Print every line of the records below without any changes.

[start Material for the task]

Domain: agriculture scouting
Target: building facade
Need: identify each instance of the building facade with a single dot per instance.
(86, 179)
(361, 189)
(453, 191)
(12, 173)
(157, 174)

[end Material for the task]

== Exercise solution ==
Domain: agriculture scouting
Target: building facade
Need: identify each instance of the building facade with a single dot per instance.
(86, 179)
(361, 189)
(453, 191)
(12, 173)
(157, 174)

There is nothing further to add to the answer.